● **PAGE**
L’intelligence artificielle transforme les pratiques comptables
Debra Feltham, FCPA, tient à ce que Feltham & Associates, son cabinet comptable, reste à la fine pointe des nouveautés technologiques. Depuis qu’elle l’a fondé à Mount Pearl en 2005, elle a adopté entre autres des solutions infonuagiques et diverses technologies d’amélioration de l’efficacité.
Aujourd’hui, son ouverture d’esprit la mène à adopter les différentes technologies d’intelligence artificielle (IA) qui s’implantent dans tous les secteurs, y compris la comptabilité. Grâce à des logiciels de production de rapports et d’analyse comme Fathom, Qvinci et Syft ou à des programmes comme Dext (qui utilise l’IA pour la reconnaissance des reçus), les cabinets de toutes tailles – et même les professionnels exerçant seuls – peuvent gagner du temps et optimiser leur travail.
« La technologie fait partie Intégrante de mon travail, révèle la comptable. Pour moi, c’est un outil supplémentaire. » L’équipe de seulement six employés de Feltham & Associates en fait bon usage.

● **CONSIGNE ÉCRITE**
Pouvez-vous reproduire mot pour mot le passage de l'article sur l'intelligence artificielle en comptabilité, en commençant par « L’intelligence artificielle transforme » et en poursuivant jusqu'à « d’amélioration de l’efficacité. » ? Les entrées ne jouent aucun rôle dans ce travail.

● **ENTRÉES EXTRAITES**
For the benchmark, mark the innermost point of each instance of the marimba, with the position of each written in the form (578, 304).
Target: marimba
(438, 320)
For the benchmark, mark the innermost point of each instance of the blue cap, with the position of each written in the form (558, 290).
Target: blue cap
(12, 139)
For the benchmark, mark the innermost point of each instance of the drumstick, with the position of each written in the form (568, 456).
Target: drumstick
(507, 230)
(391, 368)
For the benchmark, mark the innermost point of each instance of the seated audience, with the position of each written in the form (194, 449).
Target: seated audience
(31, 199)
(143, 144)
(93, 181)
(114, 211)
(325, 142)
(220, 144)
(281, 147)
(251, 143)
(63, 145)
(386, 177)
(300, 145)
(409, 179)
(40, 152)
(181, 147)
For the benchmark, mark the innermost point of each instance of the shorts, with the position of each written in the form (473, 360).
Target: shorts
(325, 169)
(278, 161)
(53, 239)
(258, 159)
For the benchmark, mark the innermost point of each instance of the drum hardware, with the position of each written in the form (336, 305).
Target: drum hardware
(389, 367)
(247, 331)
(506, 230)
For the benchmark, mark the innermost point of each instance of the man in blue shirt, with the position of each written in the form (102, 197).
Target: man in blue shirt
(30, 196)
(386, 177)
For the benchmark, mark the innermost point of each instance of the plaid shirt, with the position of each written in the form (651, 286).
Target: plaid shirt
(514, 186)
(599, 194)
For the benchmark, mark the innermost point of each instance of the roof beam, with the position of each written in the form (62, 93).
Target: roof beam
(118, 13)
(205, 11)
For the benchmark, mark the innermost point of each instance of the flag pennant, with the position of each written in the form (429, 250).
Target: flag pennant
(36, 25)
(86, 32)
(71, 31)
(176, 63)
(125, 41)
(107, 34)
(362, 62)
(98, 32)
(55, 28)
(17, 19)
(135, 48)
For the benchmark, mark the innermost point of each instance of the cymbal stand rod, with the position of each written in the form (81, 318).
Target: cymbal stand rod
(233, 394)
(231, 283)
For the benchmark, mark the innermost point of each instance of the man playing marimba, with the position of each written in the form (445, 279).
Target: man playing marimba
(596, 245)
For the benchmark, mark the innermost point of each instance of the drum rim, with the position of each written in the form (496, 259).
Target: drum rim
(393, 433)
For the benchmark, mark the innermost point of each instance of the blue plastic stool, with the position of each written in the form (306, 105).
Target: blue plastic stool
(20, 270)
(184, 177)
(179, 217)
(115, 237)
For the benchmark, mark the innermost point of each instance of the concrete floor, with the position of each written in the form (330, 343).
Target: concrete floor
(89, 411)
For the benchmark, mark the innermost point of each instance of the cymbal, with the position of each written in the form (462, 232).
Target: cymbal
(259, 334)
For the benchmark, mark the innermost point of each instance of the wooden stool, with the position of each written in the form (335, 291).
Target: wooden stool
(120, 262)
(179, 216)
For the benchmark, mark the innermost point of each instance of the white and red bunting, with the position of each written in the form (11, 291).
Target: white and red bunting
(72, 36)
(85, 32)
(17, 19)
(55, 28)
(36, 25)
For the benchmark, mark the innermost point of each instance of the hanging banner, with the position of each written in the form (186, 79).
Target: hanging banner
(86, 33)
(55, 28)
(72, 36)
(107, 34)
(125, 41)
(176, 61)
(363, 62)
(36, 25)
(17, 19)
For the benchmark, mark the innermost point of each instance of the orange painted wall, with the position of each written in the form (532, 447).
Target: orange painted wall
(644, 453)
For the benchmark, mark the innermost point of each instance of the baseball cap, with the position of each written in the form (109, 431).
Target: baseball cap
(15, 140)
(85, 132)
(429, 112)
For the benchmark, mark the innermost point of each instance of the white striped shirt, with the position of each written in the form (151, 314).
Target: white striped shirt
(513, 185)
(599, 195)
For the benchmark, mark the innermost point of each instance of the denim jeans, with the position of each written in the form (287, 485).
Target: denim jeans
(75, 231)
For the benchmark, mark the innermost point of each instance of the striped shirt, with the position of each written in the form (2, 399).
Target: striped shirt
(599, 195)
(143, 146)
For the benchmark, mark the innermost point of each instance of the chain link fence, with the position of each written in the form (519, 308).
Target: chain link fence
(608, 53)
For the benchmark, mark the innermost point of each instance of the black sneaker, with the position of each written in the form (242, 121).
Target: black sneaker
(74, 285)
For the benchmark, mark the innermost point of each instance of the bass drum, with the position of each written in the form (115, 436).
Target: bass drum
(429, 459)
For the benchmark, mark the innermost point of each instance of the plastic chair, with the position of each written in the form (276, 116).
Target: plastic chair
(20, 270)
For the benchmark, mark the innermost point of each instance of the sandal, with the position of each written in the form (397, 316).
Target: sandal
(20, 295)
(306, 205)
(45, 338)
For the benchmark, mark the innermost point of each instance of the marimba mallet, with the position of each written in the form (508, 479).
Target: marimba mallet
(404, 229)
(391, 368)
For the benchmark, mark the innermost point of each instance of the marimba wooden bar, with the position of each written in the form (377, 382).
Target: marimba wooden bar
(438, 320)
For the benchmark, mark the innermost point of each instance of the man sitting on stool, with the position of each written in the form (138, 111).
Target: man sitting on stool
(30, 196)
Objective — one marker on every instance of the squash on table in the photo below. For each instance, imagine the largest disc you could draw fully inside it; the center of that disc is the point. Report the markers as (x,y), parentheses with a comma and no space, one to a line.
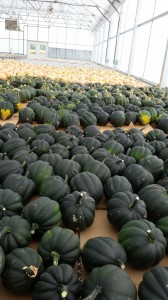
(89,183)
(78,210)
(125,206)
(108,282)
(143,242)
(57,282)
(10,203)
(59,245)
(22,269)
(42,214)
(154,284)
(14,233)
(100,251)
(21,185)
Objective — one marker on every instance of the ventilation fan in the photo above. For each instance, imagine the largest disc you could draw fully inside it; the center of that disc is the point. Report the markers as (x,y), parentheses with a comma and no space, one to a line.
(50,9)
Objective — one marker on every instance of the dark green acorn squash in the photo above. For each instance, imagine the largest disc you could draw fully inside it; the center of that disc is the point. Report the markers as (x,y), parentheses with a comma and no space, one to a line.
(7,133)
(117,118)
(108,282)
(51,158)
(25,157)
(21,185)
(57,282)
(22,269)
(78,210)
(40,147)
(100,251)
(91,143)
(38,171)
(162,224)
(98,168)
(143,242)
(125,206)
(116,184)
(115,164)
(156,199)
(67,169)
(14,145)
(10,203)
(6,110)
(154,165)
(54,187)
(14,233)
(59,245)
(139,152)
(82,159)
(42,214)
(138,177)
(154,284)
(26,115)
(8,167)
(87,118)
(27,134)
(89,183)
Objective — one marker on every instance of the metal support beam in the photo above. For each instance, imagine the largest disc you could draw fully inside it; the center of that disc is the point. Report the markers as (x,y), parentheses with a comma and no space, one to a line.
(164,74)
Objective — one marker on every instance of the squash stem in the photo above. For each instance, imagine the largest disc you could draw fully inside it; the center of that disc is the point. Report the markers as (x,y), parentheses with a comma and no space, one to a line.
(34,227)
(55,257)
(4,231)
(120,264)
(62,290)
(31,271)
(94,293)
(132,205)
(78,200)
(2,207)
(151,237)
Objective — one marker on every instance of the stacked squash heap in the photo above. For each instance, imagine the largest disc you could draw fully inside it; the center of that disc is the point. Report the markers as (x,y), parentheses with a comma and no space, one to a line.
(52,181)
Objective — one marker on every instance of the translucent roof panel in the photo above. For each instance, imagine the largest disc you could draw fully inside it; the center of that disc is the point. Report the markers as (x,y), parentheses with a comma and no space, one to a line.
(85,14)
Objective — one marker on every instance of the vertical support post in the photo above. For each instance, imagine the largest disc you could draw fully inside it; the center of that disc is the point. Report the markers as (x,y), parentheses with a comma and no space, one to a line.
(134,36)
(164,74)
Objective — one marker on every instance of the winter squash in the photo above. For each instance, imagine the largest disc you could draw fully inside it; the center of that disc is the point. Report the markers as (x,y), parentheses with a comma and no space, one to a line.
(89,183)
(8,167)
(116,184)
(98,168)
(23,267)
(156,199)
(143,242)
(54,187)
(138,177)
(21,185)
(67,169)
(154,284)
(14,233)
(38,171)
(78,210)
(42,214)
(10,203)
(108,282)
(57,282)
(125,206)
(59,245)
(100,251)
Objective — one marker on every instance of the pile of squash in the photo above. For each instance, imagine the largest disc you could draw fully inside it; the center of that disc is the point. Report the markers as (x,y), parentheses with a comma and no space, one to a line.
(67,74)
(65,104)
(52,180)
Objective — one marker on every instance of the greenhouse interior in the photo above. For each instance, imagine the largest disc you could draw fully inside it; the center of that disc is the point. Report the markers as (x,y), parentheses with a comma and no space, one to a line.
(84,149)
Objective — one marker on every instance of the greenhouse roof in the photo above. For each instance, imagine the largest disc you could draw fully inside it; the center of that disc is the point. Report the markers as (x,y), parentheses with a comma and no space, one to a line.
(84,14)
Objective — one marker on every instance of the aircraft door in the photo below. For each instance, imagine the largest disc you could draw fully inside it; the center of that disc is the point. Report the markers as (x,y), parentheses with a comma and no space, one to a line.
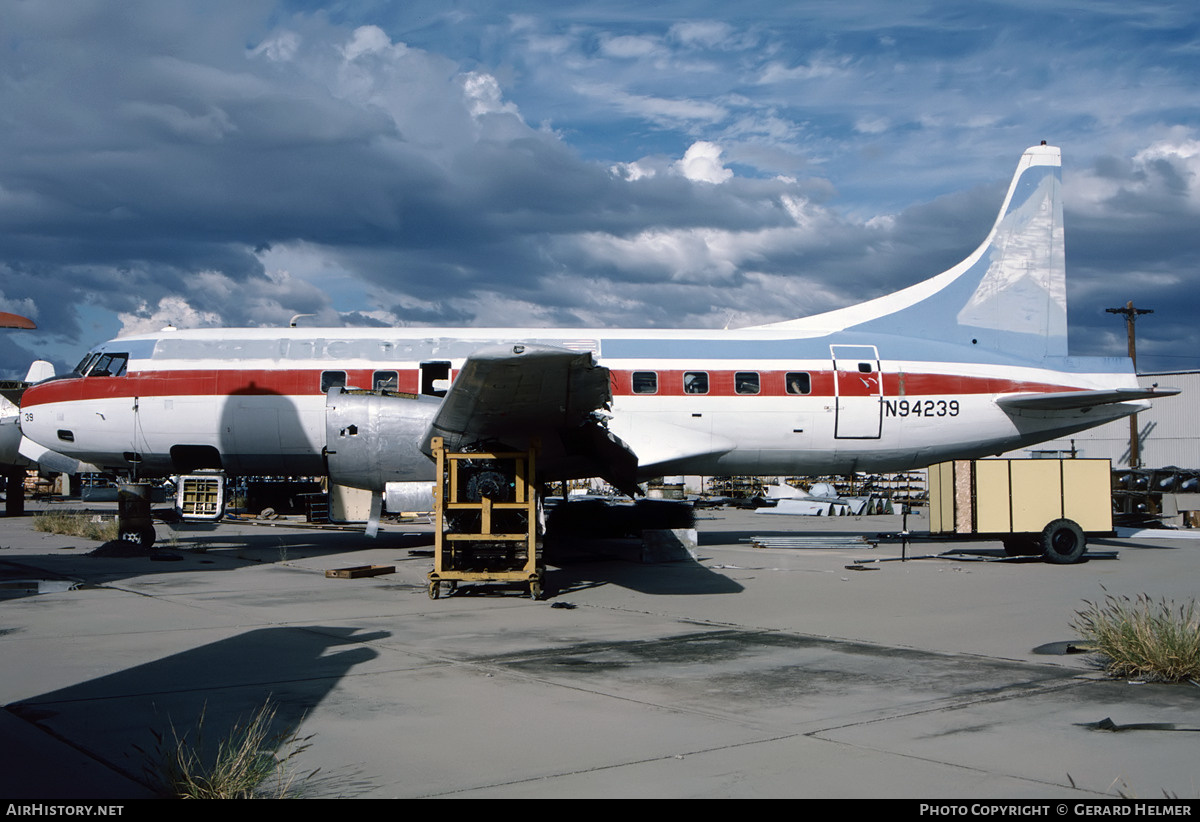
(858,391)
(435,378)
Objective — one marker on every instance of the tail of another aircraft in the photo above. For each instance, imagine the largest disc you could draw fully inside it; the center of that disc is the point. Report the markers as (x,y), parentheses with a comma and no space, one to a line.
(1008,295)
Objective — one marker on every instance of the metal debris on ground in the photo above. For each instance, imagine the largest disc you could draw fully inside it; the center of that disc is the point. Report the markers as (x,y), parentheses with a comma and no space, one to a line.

● **SOLUTION DU PROBLÈME**
L’intelligence artificielle transforme les pratiques comptables
Debra Feltham, FCPA, tient à ce que Feltham & Associates, son cabinet comptable, reste à la fine pointe des nouveautés technologiques. Depuis qu’elle l’a fondé à Mount Pearl en 2005, elle a adopté entre autres des solutions infonuagiques et diverses technologies d’amélioration de l’efficacité.